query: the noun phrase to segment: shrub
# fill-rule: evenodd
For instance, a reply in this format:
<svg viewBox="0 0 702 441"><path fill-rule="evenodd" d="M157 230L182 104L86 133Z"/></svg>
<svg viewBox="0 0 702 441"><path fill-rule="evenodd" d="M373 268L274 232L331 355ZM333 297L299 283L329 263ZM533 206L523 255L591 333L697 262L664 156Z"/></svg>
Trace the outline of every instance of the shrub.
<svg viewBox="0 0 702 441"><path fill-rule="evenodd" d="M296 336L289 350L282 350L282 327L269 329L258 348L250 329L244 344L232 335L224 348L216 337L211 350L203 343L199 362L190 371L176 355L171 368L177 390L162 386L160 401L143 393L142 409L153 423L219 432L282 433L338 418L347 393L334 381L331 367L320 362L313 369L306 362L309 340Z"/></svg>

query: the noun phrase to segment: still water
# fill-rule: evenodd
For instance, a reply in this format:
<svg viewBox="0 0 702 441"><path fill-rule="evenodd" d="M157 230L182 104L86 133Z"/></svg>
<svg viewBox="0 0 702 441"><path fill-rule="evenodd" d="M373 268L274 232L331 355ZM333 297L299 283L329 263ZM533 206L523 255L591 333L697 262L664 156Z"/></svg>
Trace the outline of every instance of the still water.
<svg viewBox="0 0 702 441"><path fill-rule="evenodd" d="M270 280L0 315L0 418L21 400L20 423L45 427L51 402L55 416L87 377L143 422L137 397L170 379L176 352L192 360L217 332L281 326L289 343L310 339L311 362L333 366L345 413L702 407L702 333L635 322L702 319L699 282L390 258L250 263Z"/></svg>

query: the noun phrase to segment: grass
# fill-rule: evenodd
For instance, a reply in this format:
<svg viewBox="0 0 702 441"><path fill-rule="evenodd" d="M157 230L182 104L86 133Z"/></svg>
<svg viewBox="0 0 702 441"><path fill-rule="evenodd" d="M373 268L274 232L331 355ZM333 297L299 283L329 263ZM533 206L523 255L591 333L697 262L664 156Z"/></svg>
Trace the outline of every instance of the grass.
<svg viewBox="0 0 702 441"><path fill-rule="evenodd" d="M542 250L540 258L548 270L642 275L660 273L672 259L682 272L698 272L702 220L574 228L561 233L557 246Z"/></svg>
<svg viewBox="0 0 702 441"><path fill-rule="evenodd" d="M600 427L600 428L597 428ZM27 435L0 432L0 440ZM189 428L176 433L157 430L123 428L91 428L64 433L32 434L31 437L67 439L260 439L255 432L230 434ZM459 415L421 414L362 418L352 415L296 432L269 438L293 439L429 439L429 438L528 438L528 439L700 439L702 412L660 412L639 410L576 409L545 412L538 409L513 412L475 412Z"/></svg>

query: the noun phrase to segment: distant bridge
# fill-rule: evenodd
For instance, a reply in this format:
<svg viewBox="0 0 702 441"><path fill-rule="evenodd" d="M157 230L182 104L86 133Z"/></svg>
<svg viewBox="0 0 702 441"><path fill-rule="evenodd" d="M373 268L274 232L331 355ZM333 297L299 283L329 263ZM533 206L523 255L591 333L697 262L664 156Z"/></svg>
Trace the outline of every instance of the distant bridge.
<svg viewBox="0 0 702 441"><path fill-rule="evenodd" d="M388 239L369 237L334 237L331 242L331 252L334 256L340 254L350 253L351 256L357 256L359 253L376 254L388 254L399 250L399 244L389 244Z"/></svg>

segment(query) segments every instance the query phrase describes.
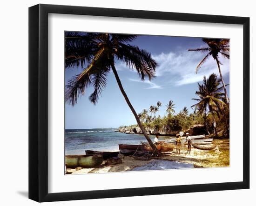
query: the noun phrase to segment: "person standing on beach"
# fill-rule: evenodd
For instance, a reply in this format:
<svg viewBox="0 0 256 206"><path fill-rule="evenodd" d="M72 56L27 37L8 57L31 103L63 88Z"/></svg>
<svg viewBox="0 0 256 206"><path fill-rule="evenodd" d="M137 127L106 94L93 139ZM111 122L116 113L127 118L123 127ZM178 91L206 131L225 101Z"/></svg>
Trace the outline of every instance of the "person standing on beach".
<svg viewBox="0 0 256 206"><path fill-rule="evenodd" d="M156 145L157 144L157 142L158 142L158 134L156 134L156 135L155 135L155 139L154 140L154 143L155 145Z"/></svg>
<svg viewBox="0 0 256 206"><path fill-rule="evenodd" d="M182 140L181 139L181 135L178 133L176 134L176 151L177 153L181 153L181 145L182 144Z"/></svg>
<svg viewBox="0 0 256 206"><path fill-rule="evenodd" d="M192 141L191 141L191 138L189 135L189 133L186 133L186 139L187 140L186 142L188 142L187 153L189 153L189 154L190 154L190 152L191 151Z"/></svg>

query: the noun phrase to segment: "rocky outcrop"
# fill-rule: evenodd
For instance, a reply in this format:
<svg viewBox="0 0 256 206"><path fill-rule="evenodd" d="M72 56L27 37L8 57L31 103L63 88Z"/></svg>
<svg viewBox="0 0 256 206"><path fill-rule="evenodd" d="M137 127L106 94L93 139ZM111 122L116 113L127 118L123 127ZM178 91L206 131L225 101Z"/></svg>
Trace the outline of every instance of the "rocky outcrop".
<svg viewBox="0 0 256 206"><path fill-rule="evenodd" d="M185 133L189 133L190 135L200 135L205 134L205 128L203 125L195 125L186 131Z"/></svg>
<svg viewBox="0 0 256 206"><path fill-rule="evenodd" d="M159 134L161 135L175 136L180 131L172 130L168 126L164 126L162 127L156 129L155 128L147 127L145 128L148 134ZM127 134L142 134L142 132L139 126L121 126L118 131L121 133ZM183 131L184 133L189 133L190 135L199 135L205 134L204 126L202 125L195 125L191 128Z"/></svg>

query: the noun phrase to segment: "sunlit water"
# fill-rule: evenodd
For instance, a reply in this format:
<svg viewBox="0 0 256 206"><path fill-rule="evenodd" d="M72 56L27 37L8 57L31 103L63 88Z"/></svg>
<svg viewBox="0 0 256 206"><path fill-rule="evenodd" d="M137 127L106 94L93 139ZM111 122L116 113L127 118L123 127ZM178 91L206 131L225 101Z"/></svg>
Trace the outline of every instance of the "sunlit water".
<svg viewBox="0 0 256 206"><path fill-rule="evenodd" d="M155 136L149 135L154 140ZM159 137L159 140L168 137ZM118 151L119 144L139 144L146 142L141 134L125 134L115 132L114 129L66 130L65 146L66 154L85 154L85 150Z"/></svg>

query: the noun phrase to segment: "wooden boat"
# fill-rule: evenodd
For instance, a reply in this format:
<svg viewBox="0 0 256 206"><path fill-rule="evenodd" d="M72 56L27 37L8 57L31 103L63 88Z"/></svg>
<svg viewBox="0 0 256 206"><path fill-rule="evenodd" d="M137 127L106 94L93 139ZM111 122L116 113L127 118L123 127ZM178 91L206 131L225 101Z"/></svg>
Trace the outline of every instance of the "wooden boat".
<svg viewBox="0 0 256 206"><path fill-rule="evenodd" d="M119 144L120 153L131 154L138 151L142 153L153 153L153 150L149 144L141 145ZM171 152L173 150L174 145L171 143L162 143L156 145L157 149L160 152Z"/></svg>
<svg viewBox="0 0 256 206"><path fill-rule="evenodd" d="M191 138L192 143L194 144L198 144L200 145L207 145L211 144L212 141L212 138L207 138L205 139L205 135L202 134L202 135L197 135L197 136L190 136ZM170 142L174 143L175 145L176 144L176 138L175 137L170 137ZM183 136L181 138L182 143L187 144L187 138L186 136Z"/></svg>
<svg viewBox="0 0 256 206"><path fill-rule="evenodd" d="M103 159L107 159L112 157L117 157L119 152L100 152L93 150L86 150L85 153L88 156L95 155L96 154L102 155Z"/></svg>
<svg viewBox="0 0 256 206"><path fill-rule="evenodd" d="M192 144L192 146L196 149L202 150L211 150L215 148L214 145L201 145L196 144Z"/></svg>
<svg viewBox="0 0 256 206"><path fill-rule="evenodd" d="M66 155L65 163L67 167L92 168L101 165L103 161L102 155L88 156L85 155Z"/></svg>
<svg viewBox="0 0 256 206"><path fill-rule="evenodd" d="M191 140L192 144L196 144L197 145L210 145L212 142L212 138ZM184 144L187 145L188 142L185 142Z"/></svg>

■ What is expected
Present the lines from the one holding "query: the noun phrase to segment: grass" through the one holding "250L540 258L548 270L642", inclusive, as a Markdown table with columns No. and Text. Number each line and leave out any blank lines.

■ Written answer
| No. | Text |
|---|---|
| 1 | query: the noun phrase to segment: grass |
| 2 | # fill-rule: evenodd |
| 3 | For instance, a reply in this format: |
| 4 | <svg viewBox="0 0 702 441"><path fill-rule="evenodd" d="M157 230L182 104L86 133Z"/></svg> |
| 5 | <svg viewBox="0 0 702 441"><path fill-rule="evenodd" d="M373 268L274 232L331 355ZM333 297L299 283L329 263ZM533 206L523 255L591 333L697 262L664 156Z"/></svg> |
| 6 | Trace the outline of every instance of the grass. |
| 7 | <svg viewBox="0 0 702 441"><path fill-rule="evenodd" d="M542 250L540 258L548 270L642 275L660 273L672 259L682 272L698 272L702 220L574 228L561 233L557 246Z"/></svg> |